## WHAT TO PRODUCE
Reproduce all of the records below, swapping every "locate" for "find" and keeping everything else unchanged. Leave the pictures out of your answer.

________________________________________

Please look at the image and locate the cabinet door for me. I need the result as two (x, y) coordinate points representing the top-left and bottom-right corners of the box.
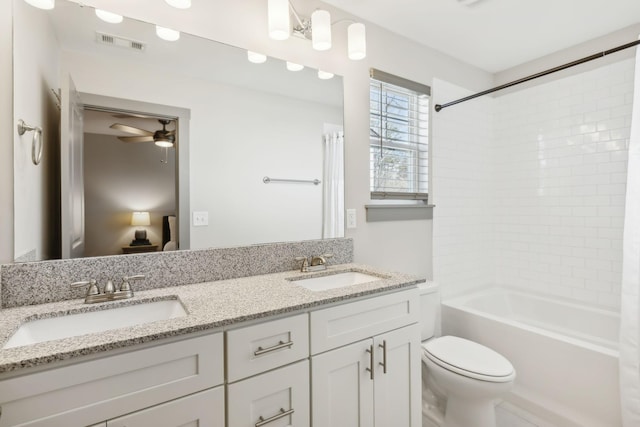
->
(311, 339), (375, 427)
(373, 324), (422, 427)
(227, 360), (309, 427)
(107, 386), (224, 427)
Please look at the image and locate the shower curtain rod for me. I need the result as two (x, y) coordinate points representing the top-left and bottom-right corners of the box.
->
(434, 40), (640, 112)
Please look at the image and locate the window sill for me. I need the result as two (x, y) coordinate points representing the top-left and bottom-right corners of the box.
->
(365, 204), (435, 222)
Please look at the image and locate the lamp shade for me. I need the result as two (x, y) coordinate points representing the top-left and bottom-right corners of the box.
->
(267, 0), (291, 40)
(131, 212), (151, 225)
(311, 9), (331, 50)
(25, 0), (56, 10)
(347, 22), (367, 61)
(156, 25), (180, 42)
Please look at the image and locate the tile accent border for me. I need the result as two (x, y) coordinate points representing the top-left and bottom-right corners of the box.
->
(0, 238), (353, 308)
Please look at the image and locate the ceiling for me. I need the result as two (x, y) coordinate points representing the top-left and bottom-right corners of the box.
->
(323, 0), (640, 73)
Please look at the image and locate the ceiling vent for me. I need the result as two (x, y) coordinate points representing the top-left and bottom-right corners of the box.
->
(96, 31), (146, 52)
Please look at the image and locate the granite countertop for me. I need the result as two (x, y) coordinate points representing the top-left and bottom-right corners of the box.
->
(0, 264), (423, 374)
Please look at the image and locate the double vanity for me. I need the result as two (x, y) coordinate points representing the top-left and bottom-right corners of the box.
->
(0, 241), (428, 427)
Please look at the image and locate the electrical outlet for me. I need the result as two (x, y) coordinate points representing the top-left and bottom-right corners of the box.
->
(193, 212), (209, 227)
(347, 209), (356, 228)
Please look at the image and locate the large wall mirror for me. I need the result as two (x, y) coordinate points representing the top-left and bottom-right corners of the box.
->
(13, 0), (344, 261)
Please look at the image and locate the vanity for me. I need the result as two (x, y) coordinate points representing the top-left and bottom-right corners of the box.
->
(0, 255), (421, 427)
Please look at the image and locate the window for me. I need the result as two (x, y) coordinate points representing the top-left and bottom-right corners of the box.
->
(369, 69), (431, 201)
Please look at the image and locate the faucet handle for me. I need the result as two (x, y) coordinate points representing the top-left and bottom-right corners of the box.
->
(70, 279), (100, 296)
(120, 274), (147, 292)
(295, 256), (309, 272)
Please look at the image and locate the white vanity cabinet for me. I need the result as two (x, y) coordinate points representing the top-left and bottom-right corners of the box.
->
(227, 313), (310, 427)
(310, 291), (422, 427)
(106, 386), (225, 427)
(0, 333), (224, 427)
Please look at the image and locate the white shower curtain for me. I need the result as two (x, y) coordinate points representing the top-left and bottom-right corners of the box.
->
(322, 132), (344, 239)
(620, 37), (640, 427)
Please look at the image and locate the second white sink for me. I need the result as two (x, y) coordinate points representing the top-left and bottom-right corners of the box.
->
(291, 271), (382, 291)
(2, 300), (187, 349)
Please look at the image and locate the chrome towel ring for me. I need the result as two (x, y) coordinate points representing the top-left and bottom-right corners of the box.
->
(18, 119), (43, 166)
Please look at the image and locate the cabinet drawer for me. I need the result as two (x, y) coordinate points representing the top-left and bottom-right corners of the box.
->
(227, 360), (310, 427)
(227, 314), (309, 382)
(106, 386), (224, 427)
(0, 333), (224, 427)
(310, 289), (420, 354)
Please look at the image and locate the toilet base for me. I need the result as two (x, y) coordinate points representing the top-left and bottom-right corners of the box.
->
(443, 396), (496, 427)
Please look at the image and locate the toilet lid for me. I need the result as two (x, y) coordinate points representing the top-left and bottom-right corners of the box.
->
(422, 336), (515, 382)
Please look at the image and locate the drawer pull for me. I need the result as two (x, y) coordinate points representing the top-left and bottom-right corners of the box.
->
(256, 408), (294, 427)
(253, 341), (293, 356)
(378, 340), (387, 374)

________________________________________

## REPLY TO THE TASK
Please look at the image and find the cabinet door for me. I need the result as two (x, y) coordinate points representing the top-left and bottom-right corners of the box.
->
(311, 339), (375, 427)
(373, 324), (422, 427)
(227, 360), (309, 427)
(107, 386), (224, 427)
Please look at the image and find the shower curtain rod for me. I need the result as two (x, y) coordinate points representing the top-left and bottom-right corners of the box.
->
(434, 40), (640, 112)
Please look at the image and find the window sill for me. I need the result as two (x, y) coordinate points representing the top-left and bottom-right corners of the box.
->
(365, 204), (435, 222)
Please look at the image and find the lamp shade for me. I need the result as two (x, y) coordinate points representing the top-left and bottom-right corners of the box.
->
(267, 0), (291, 40)
(131, 212), (151, 225)
(311, 9), (331, 50)
(25, 0), (56, 10)
(347, 22), (367, 61)
(156, 25), (180, 42)
Please look at the image and find the tile accent border for me. I need the result as two (x, y) coordinate points representing the top-left and bottom-right corners of the box.
->
(0, 238), (353, 308)
Please look at the image and find the ceiling for me. I need the result as two (x, y) coordinate points representing the top-left and bottom-right corners of the box.
->
(323, 0), (640, 73)
Please look at the image and find the ceiling vent for me. I need the result as two (x, y) coordinate points representing the top-left and bottom-right corners of the box.
->
(96, 31), (146, 52)
Please look at the image and find the granite countertop for me. I need the result as two (x, y) coordinate points representing the top-left and bottom-right corners of the box.
->
(0, 264), (423, 374)
Please look at the image and find the double vanity for me. I need the result as two (x, y) coordinate points representing the top-left and bottom-right corners of the box.
->
(0, 241), (428, 427)
Please look at the image and find the electrical outlet for me. I need the result as two (x, y) coordinate points representing the top-left and bottom-right corners of the box.
->
(193, 212), (209, 227)
(347, 209), (356, 228)
Please look at the image and find the large wall mirror for me. I need the result as two (x, y) coordinate points representing the top-left and bottom-right corners of the box.
->
(13, 0), (344, 261)
Please look at the image and find the vanity for me. I need the result as two (x, y) coordinate points representing the top-left and bottom-right corners of the box.
->
(0, 255), (421, 427)
Please look at the image and find the window for me. I need the result as two (x, y) coordinate points representing the top-left and bottom-right corners of the box.
->
(369, 69), (431, 201)
Please look at the image and find the faucet handle for me. I need the result as two (x, y) coordinate points representing the top-left and bottom-right corners of the box.
->
(70, 279), (100, 296)
(120, 274), (147, 292)
(295, 256), (309, 272)
Please look at the image and find the white vanity cabinet for me. I need the result as two (x, y) coordinate points representing the top-left and bottom-right corners of the box.
->
(227, 313), (310, 427)
(310, 291), (422, 427)
(106, 386), (225, 427)
(0, 333), (224, 427)
Please look at the image and find the white shower curtain for me. I need the result as two (x, y) coordinate points representing the top-left and bottom-right corners of the box.
->
(322, 132), (344, 239)
(620, 37), (640, 427)
Please look at the image and find the second white sink for me. I need the result as two (x, y) coordinate points representing the top-left and bottom-right corners of the box.
->
(291, 271), (382, 291)
(2, 300), (187, 349)
Please look at the image and find the chrome towel ring for me. I need the result as two (x, y) coordinate points representing the top-left and bottom-right corners of the box.
->
(18, 119), (43, 166)
Please look at the image and find the cabinet drawer for me. I need the result as two (x, y) coordinate points representing the top-left and bottom-right corners of the box.
->
(227, 360), (310, 427)
(227, 314), (309, 382)
(106, 386), (224, 427)
(0, 333), (224, 427)
(310, 289), (420, 354)
Please look at the image and find the toilet base for me. I need the result as two (x, y) coordinate points representing the top-left and bottom-right corners of the box.
->
(443, 396), (496, 427)
Please look at the image and find the toilet lid for me. I need the result as two (x, y) coordinate points representing the top-left and bottom-right corners of the box.
->
(422, 336), (515, 382)
Please look at the image and find the drawer pull for me. I need the result as two (x, y) coordinate points representing the top-left and bottom-right corners of the box.
->
(256, 408), (294, 427)
(253, 341), (293, 356)
(378, 340), (387, 374)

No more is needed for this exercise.